TAREFAS:
a) Segundo o trecho, em que se converteu a ressurreição?
b) Por favor, transforme em uma lista o parágrafo do trecho que começa com "E assim a doutrina espírita", mantendo os fatos principais.

TRECHO FORNECIDO:
* * *
Pecado fez-se nada mais que o erro do espírito ignorante que ainda não
sabe se comportar como o exige a Lei de Deus. Jesus foi compreendido como um educador de almas que veio ao mundo
para impulsionar-nos aos patamares superiores da vida. O titulo de “Salvador”,
o “Messias prometido”, que Ele mesmo se deu e a história humana corroborou,
é-lhe formalmente negado. Ressurreição
converteu-se em reencarnação, sem a
qual o espírito não pode alcançar os planos superiores da vida onde se encontra
Deus. Inferno é panorama íntimo da
alma atormentada pelo necessário processo de corrigenda dos erros cometidos. E céu ou paraíso passa a ser condição
própria da alma que atingiu estágio superior de vida.
E assim a
doutrina espírita construiu uma nova teologia entretecida na exclusiva
interpretação evolucionista da vida, a qual dispensa em absoluto o antigo
entendimento que o fundamentalismo cristão adotou sobre a salvação. A evolução
do espírito é agora movimento inexorável, promovido pela lei do progresso –
inclusive os corolários espíritas não admitem o retrocesso da alma –, então não
há do que sermos salvos. Caminhando pelos múltiplos estágios da escola da vida,
alternando existências ora no mundo espiritual, ora no mundo carnal,
progrediremos sempre até atingir, segundo os preceitos kardequianos, a almejada
perfeição relativa. Pelas quedas morais, comuns à nossa ignorância, podemos
retardar os passos, repetir lições, mas jamais deixaremos de ir adiante, e
evadir-nos-emos indubitavelmente dos palcos inferiores da vida. Portanto,
Kardec, ao afirmar que “fora da caridade não há salvação”, pretendia exatamente
dizer que sem o esforço em realizar obras no bem não há possibilidade de o
homem adiantar os seus passos na jornada do progresso. Estacionado nos interesses
ególatras inferiores, retardar-se-á, multiplicando assim as suas dores
evolutivas e expiatórias – outras consequências não advirão, pois o permanente
avanço é inexorável.
Não estamos
negando esses preceitos. Eles atendem à nossa lógica e estão perfeitamente
aderidos aos nossos conceitos de evolução espiritual. Contudo, podemos, com a
ajuda de Ubaldi, lançar um olhar mais abrangente sobre o conceito de salvação,
compreendendo outros de seus aspectos, ampliando assim um pouco mais o nosso
entendimento.
O estudioso de
Pietro Ubaldi percebe que o tema é mais vasto do que imaginávamos. Com a ajuda
do iluminado mensageiro da Úmbria, compreenderemos que ele extrapola a moderna
compreensão evolucionista e, curiosamente, abarca ao mesmo tempo a clássica visão
fundamentalista cristã. Como pode ser isso?
* * *
INFORMAÇÕES REGISTRADAS:
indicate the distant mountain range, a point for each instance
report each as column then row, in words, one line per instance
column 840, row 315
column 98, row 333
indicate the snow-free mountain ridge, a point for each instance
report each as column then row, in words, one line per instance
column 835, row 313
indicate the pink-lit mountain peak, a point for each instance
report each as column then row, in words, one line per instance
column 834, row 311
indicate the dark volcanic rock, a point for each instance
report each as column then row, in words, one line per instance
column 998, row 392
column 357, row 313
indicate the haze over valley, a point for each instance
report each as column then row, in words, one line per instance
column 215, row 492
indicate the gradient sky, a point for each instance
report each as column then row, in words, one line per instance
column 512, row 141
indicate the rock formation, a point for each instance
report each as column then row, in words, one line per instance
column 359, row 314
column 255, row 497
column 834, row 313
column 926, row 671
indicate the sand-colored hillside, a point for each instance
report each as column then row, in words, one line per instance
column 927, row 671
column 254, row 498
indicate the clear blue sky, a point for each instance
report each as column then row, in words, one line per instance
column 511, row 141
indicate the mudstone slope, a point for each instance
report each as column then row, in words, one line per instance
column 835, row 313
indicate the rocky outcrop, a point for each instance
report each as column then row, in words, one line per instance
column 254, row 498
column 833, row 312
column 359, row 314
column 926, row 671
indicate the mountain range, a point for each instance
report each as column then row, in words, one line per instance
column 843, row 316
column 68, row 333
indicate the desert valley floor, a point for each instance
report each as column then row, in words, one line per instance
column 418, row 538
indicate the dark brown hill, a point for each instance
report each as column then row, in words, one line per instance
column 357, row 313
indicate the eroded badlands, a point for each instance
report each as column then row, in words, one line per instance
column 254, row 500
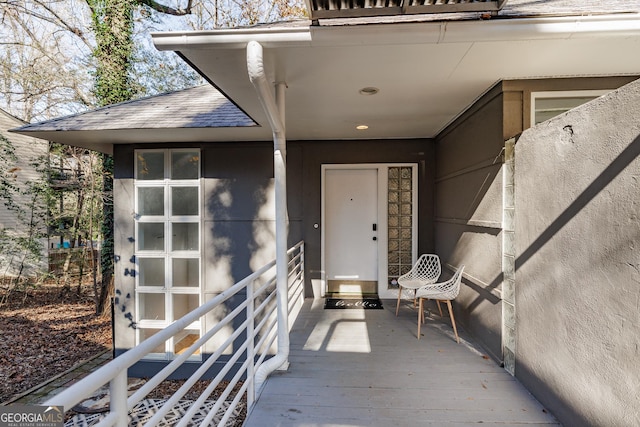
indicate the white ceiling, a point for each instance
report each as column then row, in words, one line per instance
column 427, row 73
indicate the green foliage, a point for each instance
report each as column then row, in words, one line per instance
column 112, row 22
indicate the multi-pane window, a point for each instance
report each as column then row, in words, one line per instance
column 167, row 243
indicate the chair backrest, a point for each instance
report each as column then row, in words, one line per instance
column 427, row 267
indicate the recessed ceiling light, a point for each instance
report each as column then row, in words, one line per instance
column 369, row 90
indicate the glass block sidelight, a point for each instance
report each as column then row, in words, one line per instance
column 400, row 222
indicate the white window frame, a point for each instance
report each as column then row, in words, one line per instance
column 167, row 253
column 535, row 96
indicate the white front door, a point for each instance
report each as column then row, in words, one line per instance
column 369, row 226
column 350, row 225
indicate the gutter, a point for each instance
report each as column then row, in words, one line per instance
column 274, row 109
column 478, row 31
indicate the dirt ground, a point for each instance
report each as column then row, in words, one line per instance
column 43, row 333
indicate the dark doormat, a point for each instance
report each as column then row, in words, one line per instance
column 362, row 303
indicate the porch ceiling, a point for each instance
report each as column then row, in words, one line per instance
column 427, row 73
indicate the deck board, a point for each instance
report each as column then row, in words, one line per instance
column 366, row 368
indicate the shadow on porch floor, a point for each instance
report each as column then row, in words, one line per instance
column 366, row 368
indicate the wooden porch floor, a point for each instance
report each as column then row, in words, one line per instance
column 357, row 367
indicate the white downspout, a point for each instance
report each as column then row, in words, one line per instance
column 275, row 114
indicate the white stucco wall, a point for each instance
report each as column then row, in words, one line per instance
column 577, row 185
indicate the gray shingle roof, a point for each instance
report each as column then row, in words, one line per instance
column 198, row 107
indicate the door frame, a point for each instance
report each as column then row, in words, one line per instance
column 382, row 232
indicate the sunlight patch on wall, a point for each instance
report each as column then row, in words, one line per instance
column 263, row 249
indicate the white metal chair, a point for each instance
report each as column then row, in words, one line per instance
column 443, row 291
column 426, row 270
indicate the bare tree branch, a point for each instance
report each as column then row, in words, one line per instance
column 166, row 9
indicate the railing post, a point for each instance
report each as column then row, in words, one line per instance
column 118, row 396
column 251, row 389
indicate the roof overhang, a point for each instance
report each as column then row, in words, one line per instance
column 320, row 9
column 427, row 73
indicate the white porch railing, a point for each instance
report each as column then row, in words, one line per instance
column 259, row 326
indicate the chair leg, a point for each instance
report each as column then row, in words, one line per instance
column 398, row 305
column 419, row 316
column 453, row 321
column 439, row 307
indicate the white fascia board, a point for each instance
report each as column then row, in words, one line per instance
column 232, row 38
column 513, row 29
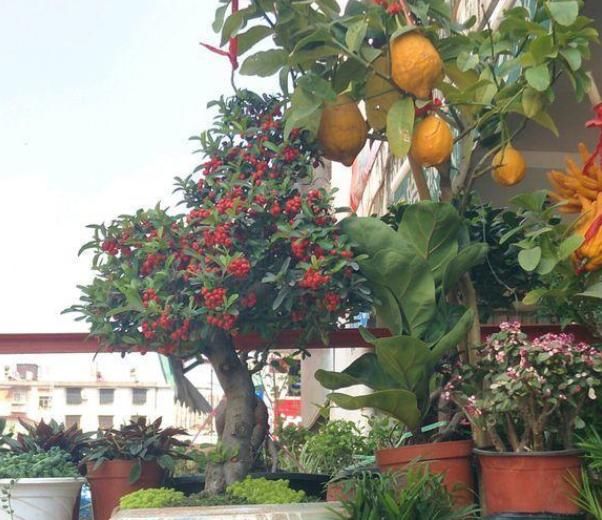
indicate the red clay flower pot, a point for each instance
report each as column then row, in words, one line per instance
column 452, row 459
column 109, row 482
column 536, row 482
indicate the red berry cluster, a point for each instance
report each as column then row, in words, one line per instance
column 110, row 247
column 299, row 249
column 152, row 261
column 293, row 206
column 290, row 154
column 181, row 333
column 220, row 236
column 249, row 301
column 149, row 295
column 222, row 321
column 213, row 298
column 313, row 279
column 239, row 267
column 332, row 301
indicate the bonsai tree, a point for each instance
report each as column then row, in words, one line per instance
column 256, row 250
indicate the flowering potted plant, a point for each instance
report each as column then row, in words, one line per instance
column 527, row 396
column 412, row 271
column 134, row 457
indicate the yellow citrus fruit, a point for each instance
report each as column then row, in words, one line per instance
column 432, row 141
column 416, row 66
column 380, row 95
column 509, row 166
column 343, row 131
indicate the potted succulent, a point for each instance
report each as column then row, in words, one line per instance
column 527, row 396
column 412, row 272
column 41, row 437
column 38, row 485
column 135, row 456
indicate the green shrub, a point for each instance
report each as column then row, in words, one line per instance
column 333, row 448
column 54, row 463
column 148, row 498
column 263, row 491
column 413, row 495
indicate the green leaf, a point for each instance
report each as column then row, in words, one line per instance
column 365, row 370
column 317, row 86
column 467, row 258
column 529, row 258
column 573, row 58
column 539, row 77
column 356, row 34
column 565, row 12
column 220, row 14
column 532, row 102
column 593, row 291
column 264, row 63
column 251, row 37
column 387, row 310
column 400, row 125
column 432, row 228
column 234, row 23
column 400, row 404
column 453, row 338
column 569, row 246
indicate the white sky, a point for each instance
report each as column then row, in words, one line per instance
column 97, row 101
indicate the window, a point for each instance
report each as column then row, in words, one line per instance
column 138, row 395
column 105, row 422
column 106, row 396
column 74, row 396
column 70, row 420
column 44, row 402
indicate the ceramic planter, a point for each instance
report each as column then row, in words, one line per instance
column 41, row 498
column 109, row 482
column 535, row 482
column 451, row 459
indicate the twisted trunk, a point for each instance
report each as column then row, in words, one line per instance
column 239, row 421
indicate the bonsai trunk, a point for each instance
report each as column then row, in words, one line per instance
column 238, row 420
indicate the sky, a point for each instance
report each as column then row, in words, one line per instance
column 97, row 101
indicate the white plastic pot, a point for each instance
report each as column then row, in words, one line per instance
column 40, row 498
* * *
RESPOSTAS FORNECIDAS:
a) Em reencarnação.

b)
- A doutrina espírita construiu uma nova teologia baseada exclusivamente na interpretação evolucionista da vida. Essa teologia dispensa o antigo entendimento do fundamentalismo cristão sobre a salvação.
- A evolução do espírito é um movimento inexorável, promovido pela lei do progresso. Os corolários espíritas não admitem o retrocesso da alma, portanto não há do que sermos salvos.
- Alternando existências no mundo espiritual e no mundo carnal, progrediremos sempre até a perfeição relativa, segundo os preceitos kardequianos.
- As quedas morais podem retardar os passos e obrigar a repetir lições, mas jamais impedem o avanço nem a saída dos palcos inferiores da vida.
- Com "fora da caridade não há salvação", Kardec queria dizer que, sem o esforço em realizar obras no bem, o homem não pode avançar na jornada do progresso.
- Quem permanece preso a interesses ególatras inferiores se retarda e multiplica suas dores evolutivas e expiatórias. Não há outras consequências, pois o avanço é inexorável.